BRIEF: An exact, complete copy of the entries is what is needed.

RECORDED DATA:
----
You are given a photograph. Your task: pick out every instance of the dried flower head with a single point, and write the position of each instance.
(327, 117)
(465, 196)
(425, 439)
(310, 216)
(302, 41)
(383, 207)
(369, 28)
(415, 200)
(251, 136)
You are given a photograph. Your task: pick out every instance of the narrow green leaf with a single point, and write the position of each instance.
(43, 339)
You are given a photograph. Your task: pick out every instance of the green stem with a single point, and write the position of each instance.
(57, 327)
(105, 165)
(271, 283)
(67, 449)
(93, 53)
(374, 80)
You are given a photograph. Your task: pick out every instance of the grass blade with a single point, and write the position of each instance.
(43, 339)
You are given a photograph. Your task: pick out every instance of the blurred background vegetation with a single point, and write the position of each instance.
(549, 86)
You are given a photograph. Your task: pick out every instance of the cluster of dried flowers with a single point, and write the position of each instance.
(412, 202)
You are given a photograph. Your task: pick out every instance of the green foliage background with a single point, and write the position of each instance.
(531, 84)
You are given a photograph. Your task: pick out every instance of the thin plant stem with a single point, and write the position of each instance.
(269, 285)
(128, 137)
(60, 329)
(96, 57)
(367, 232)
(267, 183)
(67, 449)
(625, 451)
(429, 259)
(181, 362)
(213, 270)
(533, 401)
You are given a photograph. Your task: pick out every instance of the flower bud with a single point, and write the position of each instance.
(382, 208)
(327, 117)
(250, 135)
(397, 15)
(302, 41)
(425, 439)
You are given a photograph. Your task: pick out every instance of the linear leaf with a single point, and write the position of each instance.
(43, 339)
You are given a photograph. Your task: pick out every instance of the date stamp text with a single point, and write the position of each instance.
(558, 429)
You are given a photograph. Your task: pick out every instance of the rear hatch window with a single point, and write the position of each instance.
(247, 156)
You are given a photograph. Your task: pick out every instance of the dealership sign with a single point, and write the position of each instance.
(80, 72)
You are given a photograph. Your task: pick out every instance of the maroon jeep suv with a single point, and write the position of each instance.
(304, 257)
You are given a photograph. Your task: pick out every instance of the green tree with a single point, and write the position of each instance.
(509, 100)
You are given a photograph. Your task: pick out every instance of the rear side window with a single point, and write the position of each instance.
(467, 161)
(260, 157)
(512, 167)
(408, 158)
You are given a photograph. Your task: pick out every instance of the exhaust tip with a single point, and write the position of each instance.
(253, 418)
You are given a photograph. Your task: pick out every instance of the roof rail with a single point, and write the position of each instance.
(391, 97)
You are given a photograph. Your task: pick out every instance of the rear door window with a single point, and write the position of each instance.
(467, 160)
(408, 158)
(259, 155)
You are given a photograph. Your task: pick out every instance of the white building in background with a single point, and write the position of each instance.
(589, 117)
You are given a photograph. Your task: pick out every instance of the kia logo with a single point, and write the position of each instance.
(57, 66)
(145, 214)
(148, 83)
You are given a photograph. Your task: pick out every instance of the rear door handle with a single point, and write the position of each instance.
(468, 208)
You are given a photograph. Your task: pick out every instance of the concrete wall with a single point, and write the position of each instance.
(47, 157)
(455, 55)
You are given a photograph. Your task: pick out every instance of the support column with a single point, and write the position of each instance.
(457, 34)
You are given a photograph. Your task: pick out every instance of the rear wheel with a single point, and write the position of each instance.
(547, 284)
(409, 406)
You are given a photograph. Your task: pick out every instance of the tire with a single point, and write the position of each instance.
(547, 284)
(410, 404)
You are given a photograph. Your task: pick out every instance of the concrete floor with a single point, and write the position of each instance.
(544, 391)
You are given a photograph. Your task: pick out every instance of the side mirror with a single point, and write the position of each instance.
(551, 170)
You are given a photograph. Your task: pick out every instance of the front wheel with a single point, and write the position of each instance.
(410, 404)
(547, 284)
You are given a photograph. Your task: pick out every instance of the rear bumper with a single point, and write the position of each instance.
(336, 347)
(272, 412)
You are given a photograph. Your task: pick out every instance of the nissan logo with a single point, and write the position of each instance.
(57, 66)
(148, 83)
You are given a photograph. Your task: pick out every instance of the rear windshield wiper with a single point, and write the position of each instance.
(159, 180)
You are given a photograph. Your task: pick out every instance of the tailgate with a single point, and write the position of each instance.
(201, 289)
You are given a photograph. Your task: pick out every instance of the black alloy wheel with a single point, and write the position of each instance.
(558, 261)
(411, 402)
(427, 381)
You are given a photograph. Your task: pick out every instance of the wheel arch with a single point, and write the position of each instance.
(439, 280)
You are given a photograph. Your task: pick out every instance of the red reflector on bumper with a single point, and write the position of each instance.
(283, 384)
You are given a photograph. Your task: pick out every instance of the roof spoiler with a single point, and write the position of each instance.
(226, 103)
----
EXERCISE OUTPUT:
You are given a photograph. Your task: pick out every instance of the dried flower head with a single point, and write the position of each instance.
(327, 117)
(465, 196)
(425, 439)
(310, 216)
(302, 41)
(383, 207)
(369, 28)
(415, 200)
(251, 136)
You are given a photograph. Your task: pick out every instance of the narrow green leaf with a single point, and write the position of each instance.
(43, 339)
You are given a photograph. Your task: pick out every instance of the green stem with a single point, and write the position of each instance.
(57, 327)
(105, 165)
(271, 283)
(67, 449)
(93, 53)
(374, 80)
You are given a photograph. Your task: pick out every instance of the grass blade with a single point, and write the position of each instance.
(43, 339)
You are given a photograph. Your task: pick out every instance of the blurred background vegetation with a single point, and write the position of each instance.
(549, 86)
You are given a photograph. Your task: pick out every instance of the cluster of dried flowers with a single point, and write the position of each instance.
(412, 202)
You are given a photograph. Your task: pick out every instance of the green foliage background with a single point, and write the position of each instance.
(531, 84)
You are given a photograph. Your task: pick out every instance of the thin plant stem with a single point, and write the position of each instance.
(269, 285)
(128, 137)
(60, 329)
(96, 57)
(367, 232)
(267, 183)
(67, 449)
(625, 451)
(429, 259)
(181, 362)
(213, 270)
(533, 401)
You are given a photograph. Your task: pick out every instance of the flower bud with a single point, and write the position of each instance.
(382, 208)
(327, 117)
(250, 135)
(397, 15)
(302, 41)
(425, 439)
You are given a photograph. Your task: pick out every instance of the linear leaf with a single point, and write the position of each instance.
(43, 339)
You are given a photograph. Your task: pick out every instance of the date stamp text with a single point, and write the position of each instance.
(558, 429)
You are given a photograph. Your task: pick out every instance of the rear hatch window with a single point, and write the position of each instance.
(247, 156)
You are given a photograph. Your task: pick out every instance of the dealership sign with a single point, and write the position of each instance.
(80, 72)
You are given a photograph. Your task: pick out every instance of the maroon jeep suv with a single point, and write the position of each instance.
(304, 257)
You are given a photograph. Your task: pick out every instance of the green tree with a single point, and write the position of each instance.
(509, 100)
You are given a photograph. Your task: pick out every instance of the rear side window with a single point, and write the position of each instance.
(467, 161)
(260, 157)
(512, 167)
(408, 158)
You are given a photograph. Your task: pick out every instance of the exhaust tip with a single point, and write the position of each instance.
(253, 418)
You are given a photograph. Your task: pick out every instance of the roof rail with a single point, and write the position of each instance.
(391, 97)
You are given a photograph. Your task: pick out every instance of the rear door window with a single point, and write the position of each instance.
(467, 160)
(408, 158)
(259, 155)
You are given a photograph. Your task: pick out every instance of the white building in background with a single point, and write the position of each instance.
(589, 117)
You are given a photograph. Your task: pick out every instance of the kia logo with a single point, and write the position of each instance.
(57, 66)
(145, 214)
(148, 83)
You are given a photograph. Your task: pick out every instance of the rear door handle with a single point, and write the position of each instance.
(468, 208)
You are given a photograph. Your task: pick out every instance of the concrete wall with a single point, and write the position of each instance.
(47, 157)
(455, 55)
You are given a photograph. Your task: pick out every instance of the support column with a single point, and write the position of each instance.
(457, 34)
You are given a photograph. Your task: pick out every instance of the rear wheel with a single point, and write the position of each instance.
(547, 284)
(409, 406)
You are given a photograph. Your task: pick out every instance of the tire with a single point, and write the position of each instance.
(547, 284)
(410, 404)
You are given a photograph. Your task: pick out every instance of the concrete floor with a single point, and write the position of each instance.
(544, 391)
You are given a photograph. Your task: pick out every instance of the side mirror with a single point, and write the position of each instance.
(551, 170)
You are given a photograph. Your task: pick out every instance of the front wheel with a single point, and write the position of each instance.
(410, 404)
(547, 284)
You are given a photograph. Your task: pick out every instance of the rear bumper with a single point, and write the position of each instance.
(336, 347)
(272, 412)
You are given a photograph. Your task: pick out every instance of the nissan logo with a single point, and write the position of each instance.
(57, 66)
(148, 83)
You are given a photograph. Your task: pick out every instance of the rear windshield wiper with a single point, and write the position of each instance.
(159, 180)
You are given a photograph. Your task: pick out every instance of the tailgate with a single point, and write the position of each instance.
(201, 289)
You are given a photograph. Your task: pick out every instance of the black alloy wheel with a single point, and write the position of each instance.
(558, 261)
(411, 402)
(427, 381)
You are given a photograph. Your task: pick out every instance of the wheel arch with a single point, and write the position of each instance.
(439, 280)
You are given a photograph. Your task: pick out every instance of the red reflector on bumper with a single point, and write the position of each instance.
(283, 384)
You are given a photograph. Your task: pick out every instance of the roof spoiler with a single point, and write the position of each instance.
(226, 103)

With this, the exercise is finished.